INSTRUCTIONS TO FOLLOW
Output the records as a two-column CSV with the columns "prompt" and "points", starting at the line that contains "indicate the bouquet, one dot per instance" and ending at the end of the records. Give one row per record, with its text and its answer each in a single quoted field and any line breaks replaced by spaces.

EXCERPTED RECORDS
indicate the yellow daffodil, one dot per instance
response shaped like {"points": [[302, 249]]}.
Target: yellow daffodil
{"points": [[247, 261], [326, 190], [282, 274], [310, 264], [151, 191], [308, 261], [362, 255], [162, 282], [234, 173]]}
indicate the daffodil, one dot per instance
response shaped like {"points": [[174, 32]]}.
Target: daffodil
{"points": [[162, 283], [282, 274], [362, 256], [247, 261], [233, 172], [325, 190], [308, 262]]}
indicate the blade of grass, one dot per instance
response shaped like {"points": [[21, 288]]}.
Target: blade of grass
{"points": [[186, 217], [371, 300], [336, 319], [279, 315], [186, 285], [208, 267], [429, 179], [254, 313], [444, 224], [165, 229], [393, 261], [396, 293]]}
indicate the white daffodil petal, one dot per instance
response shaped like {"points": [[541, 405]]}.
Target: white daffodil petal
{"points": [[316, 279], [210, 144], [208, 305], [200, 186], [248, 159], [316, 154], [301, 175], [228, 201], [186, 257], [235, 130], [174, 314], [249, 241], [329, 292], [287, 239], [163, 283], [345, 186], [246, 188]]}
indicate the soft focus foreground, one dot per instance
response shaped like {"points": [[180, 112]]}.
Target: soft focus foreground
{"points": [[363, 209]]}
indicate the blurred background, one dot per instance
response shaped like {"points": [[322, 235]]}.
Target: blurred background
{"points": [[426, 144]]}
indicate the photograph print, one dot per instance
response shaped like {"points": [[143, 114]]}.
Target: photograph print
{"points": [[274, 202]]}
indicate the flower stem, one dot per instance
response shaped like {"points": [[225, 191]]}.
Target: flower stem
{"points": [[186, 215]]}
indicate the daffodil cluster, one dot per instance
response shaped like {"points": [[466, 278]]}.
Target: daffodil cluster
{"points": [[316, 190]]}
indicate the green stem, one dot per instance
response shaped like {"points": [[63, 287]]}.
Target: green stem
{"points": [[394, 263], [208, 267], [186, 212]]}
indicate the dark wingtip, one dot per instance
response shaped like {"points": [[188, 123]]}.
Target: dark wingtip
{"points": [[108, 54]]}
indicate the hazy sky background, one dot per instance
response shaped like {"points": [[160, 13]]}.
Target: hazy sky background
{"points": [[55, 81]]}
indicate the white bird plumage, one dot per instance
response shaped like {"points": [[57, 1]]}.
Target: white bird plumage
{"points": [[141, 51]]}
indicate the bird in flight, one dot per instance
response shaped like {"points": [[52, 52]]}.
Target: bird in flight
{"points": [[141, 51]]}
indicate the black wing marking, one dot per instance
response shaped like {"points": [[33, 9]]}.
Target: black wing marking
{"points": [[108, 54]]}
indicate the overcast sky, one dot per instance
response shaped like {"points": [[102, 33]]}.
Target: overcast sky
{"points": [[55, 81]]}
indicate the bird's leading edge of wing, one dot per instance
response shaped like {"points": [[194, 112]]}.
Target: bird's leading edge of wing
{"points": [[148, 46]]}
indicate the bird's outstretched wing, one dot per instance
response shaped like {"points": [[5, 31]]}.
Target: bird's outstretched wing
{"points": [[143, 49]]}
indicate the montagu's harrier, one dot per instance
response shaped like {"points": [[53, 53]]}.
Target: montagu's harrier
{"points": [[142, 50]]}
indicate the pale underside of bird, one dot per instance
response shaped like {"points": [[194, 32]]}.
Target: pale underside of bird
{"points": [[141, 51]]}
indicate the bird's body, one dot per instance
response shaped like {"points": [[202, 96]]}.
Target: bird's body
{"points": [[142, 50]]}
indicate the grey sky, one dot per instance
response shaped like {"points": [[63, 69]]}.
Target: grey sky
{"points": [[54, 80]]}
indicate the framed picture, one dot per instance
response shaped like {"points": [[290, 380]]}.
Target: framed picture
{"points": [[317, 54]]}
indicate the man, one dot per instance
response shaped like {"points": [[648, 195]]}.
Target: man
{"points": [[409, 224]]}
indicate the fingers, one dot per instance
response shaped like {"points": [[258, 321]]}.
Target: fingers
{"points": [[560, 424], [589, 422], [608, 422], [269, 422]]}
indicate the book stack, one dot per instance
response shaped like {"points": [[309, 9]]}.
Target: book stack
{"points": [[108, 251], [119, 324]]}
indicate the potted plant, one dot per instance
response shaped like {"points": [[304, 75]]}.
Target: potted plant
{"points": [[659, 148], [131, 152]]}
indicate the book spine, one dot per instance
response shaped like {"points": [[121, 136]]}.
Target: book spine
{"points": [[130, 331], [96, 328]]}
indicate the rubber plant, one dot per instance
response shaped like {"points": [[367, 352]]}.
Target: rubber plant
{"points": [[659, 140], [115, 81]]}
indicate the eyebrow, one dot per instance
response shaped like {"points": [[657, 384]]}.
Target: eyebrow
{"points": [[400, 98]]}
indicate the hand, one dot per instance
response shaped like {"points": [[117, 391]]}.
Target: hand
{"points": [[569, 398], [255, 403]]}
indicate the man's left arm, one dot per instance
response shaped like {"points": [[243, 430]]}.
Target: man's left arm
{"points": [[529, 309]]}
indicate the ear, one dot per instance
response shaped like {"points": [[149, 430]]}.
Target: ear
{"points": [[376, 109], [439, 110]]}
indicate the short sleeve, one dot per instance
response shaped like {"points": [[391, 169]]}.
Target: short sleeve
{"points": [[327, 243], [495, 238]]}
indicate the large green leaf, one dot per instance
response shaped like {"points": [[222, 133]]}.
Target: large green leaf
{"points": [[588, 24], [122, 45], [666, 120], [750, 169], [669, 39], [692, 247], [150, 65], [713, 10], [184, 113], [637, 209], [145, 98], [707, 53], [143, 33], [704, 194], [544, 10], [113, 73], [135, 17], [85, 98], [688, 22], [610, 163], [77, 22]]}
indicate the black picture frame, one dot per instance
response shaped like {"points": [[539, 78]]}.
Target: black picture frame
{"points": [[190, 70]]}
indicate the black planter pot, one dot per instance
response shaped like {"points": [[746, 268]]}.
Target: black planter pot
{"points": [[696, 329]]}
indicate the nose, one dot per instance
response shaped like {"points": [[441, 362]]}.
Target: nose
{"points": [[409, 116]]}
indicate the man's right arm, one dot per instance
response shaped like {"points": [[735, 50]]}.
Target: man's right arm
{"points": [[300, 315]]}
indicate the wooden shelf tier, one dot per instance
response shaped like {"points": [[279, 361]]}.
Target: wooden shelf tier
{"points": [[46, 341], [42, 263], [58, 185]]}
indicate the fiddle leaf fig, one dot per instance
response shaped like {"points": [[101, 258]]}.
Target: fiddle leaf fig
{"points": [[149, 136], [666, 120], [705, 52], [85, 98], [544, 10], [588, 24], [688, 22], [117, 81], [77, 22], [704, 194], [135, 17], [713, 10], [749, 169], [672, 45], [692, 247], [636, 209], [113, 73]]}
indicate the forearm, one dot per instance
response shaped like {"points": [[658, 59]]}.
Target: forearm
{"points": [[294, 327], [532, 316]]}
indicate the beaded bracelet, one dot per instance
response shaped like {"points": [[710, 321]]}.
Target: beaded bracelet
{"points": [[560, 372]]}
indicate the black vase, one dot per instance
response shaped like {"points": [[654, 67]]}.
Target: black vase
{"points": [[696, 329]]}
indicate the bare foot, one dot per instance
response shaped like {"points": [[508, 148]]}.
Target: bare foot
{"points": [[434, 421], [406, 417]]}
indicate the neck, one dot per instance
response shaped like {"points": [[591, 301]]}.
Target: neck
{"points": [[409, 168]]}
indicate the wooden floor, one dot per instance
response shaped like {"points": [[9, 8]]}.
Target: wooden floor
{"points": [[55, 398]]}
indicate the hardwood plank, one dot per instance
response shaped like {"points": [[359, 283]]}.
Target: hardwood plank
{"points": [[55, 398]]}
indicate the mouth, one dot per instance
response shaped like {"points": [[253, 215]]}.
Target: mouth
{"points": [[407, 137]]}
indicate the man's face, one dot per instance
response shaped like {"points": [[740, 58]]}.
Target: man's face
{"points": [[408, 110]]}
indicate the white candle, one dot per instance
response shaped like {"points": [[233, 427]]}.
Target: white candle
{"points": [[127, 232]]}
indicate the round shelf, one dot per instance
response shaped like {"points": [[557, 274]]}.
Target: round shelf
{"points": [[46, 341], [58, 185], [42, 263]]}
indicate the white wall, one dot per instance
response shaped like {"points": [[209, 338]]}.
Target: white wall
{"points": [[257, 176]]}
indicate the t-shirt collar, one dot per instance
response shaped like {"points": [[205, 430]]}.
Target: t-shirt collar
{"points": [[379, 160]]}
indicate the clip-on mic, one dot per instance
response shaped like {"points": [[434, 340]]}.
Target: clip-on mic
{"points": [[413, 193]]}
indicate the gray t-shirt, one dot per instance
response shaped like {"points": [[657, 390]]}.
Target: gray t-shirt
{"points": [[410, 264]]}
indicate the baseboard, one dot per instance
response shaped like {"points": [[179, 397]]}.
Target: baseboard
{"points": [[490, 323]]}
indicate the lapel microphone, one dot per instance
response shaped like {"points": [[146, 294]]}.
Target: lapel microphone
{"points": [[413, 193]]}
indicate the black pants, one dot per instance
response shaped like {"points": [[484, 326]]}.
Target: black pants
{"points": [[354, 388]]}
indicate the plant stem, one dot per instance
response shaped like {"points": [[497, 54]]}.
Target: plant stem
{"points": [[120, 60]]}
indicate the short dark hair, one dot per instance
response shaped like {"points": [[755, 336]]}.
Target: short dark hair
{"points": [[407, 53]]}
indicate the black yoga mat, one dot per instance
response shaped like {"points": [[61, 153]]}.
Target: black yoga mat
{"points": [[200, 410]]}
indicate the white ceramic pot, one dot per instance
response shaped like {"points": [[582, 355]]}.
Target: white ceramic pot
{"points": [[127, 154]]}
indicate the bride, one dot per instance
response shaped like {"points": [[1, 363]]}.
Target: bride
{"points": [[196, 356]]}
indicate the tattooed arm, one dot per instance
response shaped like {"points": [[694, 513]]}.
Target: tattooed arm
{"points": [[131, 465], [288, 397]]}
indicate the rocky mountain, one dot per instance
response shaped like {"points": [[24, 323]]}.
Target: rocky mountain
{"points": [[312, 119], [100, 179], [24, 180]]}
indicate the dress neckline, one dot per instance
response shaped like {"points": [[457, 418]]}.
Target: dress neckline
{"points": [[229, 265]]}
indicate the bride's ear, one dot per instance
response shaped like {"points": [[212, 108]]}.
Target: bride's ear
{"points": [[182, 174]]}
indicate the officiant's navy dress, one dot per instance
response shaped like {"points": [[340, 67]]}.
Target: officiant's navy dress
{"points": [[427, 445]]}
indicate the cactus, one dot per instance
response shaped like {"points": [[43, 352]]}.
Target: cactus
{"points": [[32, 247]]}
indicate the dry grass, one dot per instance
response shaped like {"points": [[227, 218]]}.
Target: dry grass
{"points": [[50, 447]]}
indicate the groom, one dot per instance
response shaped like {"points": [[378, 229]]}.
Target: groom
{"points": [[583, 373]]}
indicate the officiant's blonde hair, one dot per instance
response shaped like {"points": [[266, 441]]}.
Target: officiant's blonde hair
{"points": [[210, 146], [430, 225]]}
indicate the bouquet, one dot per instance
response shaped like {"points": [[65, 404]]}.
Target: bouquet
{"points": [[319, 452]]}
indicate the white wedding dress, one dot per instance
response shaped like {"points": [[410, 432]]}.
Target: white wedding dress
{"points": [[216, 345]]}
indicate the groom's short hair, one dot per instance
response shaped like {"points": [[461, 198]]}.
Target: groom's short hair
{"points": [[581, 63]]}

FINISHED TASK
prompt,points
"indicate the bouquet, one dot per instance response shaped like {""points"": [[65, 404]]}. Target: bouquet","{""points"": [[319, 452]]}"
"indicate the white wedding dress, one dot per instance response shaped like {""points"": [[410, 432]]}. Target: white wedding dress","{""points"": [[216, 345]]}"
"indicate the groom's short hair, one dot per instance response shaped like {""points"": [[461, 198]]}. Target: groom's short hair","{""points"": [[581, 63]]}"